■ Assignment:
The records appear below. Copy each one exactly.

■ Records for this exercise:

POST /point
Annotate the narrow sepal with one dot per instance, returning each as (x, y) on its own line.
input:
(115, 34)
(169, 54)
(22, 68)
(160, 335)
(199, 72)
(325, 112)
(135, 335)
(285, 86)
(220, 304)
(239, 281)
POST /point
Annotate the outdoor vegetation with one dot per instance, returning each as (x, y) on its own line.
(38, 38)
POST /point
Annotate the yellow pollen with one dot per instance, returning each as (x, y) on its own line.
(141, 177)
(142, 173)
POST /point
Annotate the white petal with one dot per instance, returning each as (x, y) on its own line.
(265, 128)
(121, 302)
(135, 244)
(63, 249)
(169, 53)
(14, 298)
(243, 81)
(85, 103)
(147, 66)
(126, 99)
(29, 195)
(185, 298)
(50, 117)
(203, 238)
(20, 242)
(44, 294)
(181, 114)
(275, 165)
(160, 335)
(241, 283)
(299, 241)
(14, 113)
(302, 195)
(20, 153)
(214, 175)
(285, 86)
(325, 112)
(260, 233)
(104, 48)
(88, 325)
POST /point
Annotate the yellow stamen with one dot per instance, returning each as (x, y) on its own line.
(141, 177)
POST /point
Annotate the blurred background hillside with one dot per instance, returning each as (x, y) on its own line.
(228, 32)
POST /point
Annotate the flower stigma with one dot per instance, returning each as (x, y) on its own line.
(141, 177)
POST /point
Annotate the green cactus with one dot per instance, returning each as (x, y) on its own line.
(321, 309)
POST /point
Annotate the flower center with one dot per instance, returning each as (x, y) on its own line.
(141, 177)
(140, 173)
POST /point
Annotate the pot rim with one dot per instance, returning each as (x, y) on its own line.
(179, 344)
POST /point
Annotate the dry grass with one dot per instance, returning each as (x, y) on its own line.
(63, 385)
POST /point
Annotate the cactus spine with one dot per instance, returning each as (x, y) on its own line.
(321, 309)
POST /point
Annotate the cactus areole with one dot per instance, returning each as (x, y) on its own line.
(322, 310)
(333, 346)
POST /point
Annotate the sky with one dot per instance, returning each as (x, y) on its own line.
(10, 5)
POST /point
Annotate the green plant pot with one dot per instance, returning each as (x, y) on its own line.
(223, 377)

■ Solution:
POST /point
Annotate the narrow sepal with one dot per instance, returning each as (x, y) on its own line.
input:
(115, 34)
(169, 54)
(22, 68)
(160, 335)
(199, 72)
(325, 112)
(135, 335)
(285, 86)
(220, 304)
(239, 281)
POST /point
Annotate the outdoor vegetation with one dot per instance, returning each as (x, y) on its own line.
(38, 38)
POST /point
Annotate the yellow pollen with one dot per instance, returning each as (x, y) on its own line.
(141, 177)
(142, 173)
POST /point
Annotate the white petal with one dot per instance, returning each as (x, y) on its own line.
(265, 128)
(121, 302)
(135, 244)
(63, 249)
(169, 53)
(14, 298)
(243, 81)
(85, 103)
(147, 66)
(126, 99)
(29, 195)
(185, 298)
(50, 117)
(203, 238)
(20, 242)
(44, 294)
(181, 114)
(275, 165)
(160, 335)
(241, 283)
(299, 241)
(14, 113)
(302, 195)
(20, 153)
(214, 175)
(285, 86)
(325, 112)
(260, 233)
(104, 48)
(88, 325)
POST /point
Annotate the yellow stamen with one dot per instance, returning each as (x, y) on its own line.
(141, 177)
POST /point
Annotate the blurred background hillside with one dot per instance, returning each as (x, y) on its own line.
(228, 32)
POST /point
Annotate the flower stigma with one dot per instance, returning each as (x, y) on its own line.
(141, 177)
POST /point
Annotate the green cactus with one dot per instance, returning each as (x, y) on its own line.
(321, 309)
POST /point
Annotate the flower center with one dot per instance, returning each as (x, y) on its own line.
(141, 177)
(140, 173)
POST /point
Annotate the pot rim with one dot per instance, returning each as (x, y) on its own line.
(179, 344)
POST /point
Annotate the dry grass with one dot per instance, returning each as (x, y) on its own line.
(63, 385)
POST /point
Annotate the cactus spine with one dot per instance, returning each as (x, y) on its own line.
(321, 309)
POST /point
Annotate the cactus areole with one dot per instance, returning each as (x, y) on its own line.
(322, 310)
(333, 346)
POST /point
Annotate the sky with one dot per instance, returning each as (x, y) on its own line.
(10, 5)
POST /point
Annotate the green plant pot with one dot per instance, returning each as (x, y) on its own line.
(223, 377)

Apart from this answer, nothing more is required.